* Document excerpt *
▬▬▬
# TIFF VS RAW



## Sachphotography (Jan 28, 2010)

WHats the Diff between shooting TIFF and RAW. Looking through my setting I see I can shoot in TIFF... Info please.


----------



## PhotoXopher (Jan 28, 2010)

It's more like:

Shoot RAW or TIFF vs JPEG, you simply can't beat RAW if you want full control over post processing.

TIFF files are much better than JPG's, but they are also much larger.


----------



## Big Mike (Jan 28, 2010)

I think that shooting TIFF is sort of like shooting JPEG in that the in-camera settings & processing are applied to the image and saved.  The difference being that TIFF is not a compressed file type so you still have large files.  

With RAW, the settings may be saved but are not permanently applied to the image, and thus can be changed during post processing.


----------



## Derrel (Jan 28, 2010)
▬▬▬
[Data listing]

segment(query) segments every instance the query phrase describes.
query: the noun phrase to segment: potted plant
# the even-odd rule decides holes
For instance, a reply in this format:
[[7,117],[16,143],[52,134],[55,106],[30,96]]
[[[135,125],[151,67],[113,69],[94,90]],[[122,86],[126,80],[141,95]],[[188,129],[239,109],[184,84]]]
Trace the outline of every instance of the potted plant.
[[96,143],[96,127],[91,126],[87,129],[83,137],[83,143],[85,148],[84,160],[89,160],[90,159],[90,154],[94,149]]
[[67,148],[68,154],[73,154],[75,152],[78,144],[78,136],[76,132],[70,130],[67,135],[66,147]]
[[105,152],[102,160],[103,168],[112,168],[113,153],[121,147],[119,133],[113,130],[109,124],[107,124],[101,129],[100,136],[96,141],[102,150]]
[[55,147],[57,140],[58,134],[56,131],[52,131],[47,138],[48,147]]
▬▬▬
* Set tasks *
• 1. Rewrite all of the records, swapping each occurrence of "potted plant" for "flowerpot" and leaving everything else as it is.
• 2. Continue the TIFF versus RAW forum thread from where it stops.

* Answers given *
• 1.
segment(query) segments every instance the query phrase describes.
query: the noun phrase to segment: flowerpot
# the even-odd rule decides holes
For instance, a reply in this format:
[[7,117],[16,143],[52,134],[55,106],[30,96]]
[[[135,125],[151,67],[113,69],[94,90]],[[122,86],[126,80],[141,95]],[[188,129],[239,109],[184,84]]]
Trace the outline of every instance of the flowerpot.
[[96,143],[96,127],[91,126],[87,129],[83,137],[83,143],[85,148],[84,160],[89,160],[90,159],[90,154],[94,149]]
[[67,148],[68,154],[73,154],[75,152],[78,144],[78,136],[76,132],[70,130],[67,135],[66,147]]
[[105,152],[102,160],[103,168],[112,168],[113,153],[121,147],[119,133],[113,130],[109,124],[107,124],[101,129],[100,136],[96,141],[102,150]]
[[55,147],[57,140],[58,134],[56,131],[52,131],[47,138],[48,147]]

• 2.
TIFF is a large, uncompressed file format that is only 8 bits deep in all the cameras I have used, while raw is either 12-bit or 14-bit, depending on one's camera and or/capture mode preferences. The greater bit depth of RAW files allows more extreme corrections before posterization occurs.


----------



## Sachphotography (Jan 28, 2010)

Derrel said:


> TIFF is a large, uncompressed file format that is only 8 bits deep in all the cameras I have used, while raw is either 12-bit or 14-bit, depending on one's camera and or/capture mode preferences. The greater bit depth of RAW files allows more extreme corrections before posterization occurs.



AH...I See.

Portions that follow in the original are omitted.